- _Text provided_:
Monday, July 2, 2012

Carbon Capture- Will It Save Us?


Last week a three-judge panel of the U.S. Court of Appeals in Washington ruled that the U.S. Environmental Protection Agency, EPA, had “substantial record evidence” that greenhouse gases probably caused the climate to warm over the past several decades, the EPA had concluded that greenhouse gases are pollutants that endanger human health in 2009.  Opponents to that determination had essentially asked the Court to re-weigh the scientific evidence before EPA and reach their own conclusion. However, the three judge panel wrote in the opinion for the case that. “(t)his is not our role.”

- _Given instruction A_: Give the entries below as a two-column CSV with the columns "request" and "points", one row per entry, with each entry's wording in one quoted field and its answer in another, line breaks turned into spaces. Leave out the pictures.

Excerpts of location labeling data

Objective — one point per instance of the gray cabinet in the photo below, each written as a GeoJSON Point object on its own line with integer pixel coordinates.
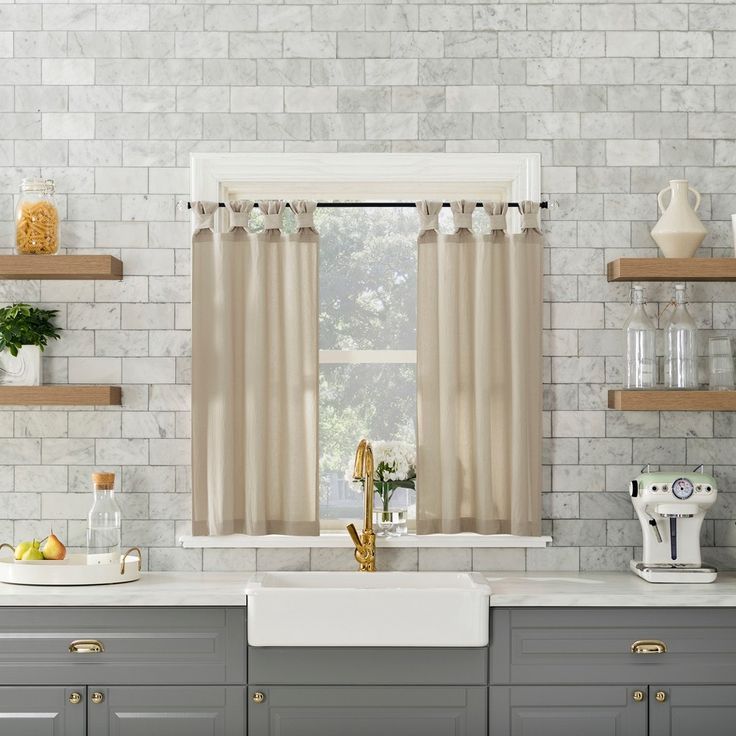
{"type": "Point", "coordinates": [42, 711]}
{"type": "Point", "coordinates": [559, 710]}
{"type": "Point", "coordinates": [290, 710]}
{"type": "Point", "coordinates": [166, 711]}
{"type": "Point", "coordinates": [686, 710]}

- _Given instruction B_: In the carbon capture post, in what year did the EPA conclude that greenhouse gases are pollutants that endanger human health?

- _Task output A_:
request,points
"Objective — one point per instance of the gray cabinet in the photo below, each written as a GeoJSON Point object on its own line with integer pixel coordinates.","{""type"": ""Point"", ""coordinates"": [42, 711]} {""type"": ""Point"", ""coordinates"": [559, 710]} {""type"": ""Point"", ""coordinates"": [290, 710]} {""type"": ""Point"", ""coordinates"": [166, 711]} {""type"": ""Point"", ""coordinates"": [686, 710]}"

- _Task output B_: 2009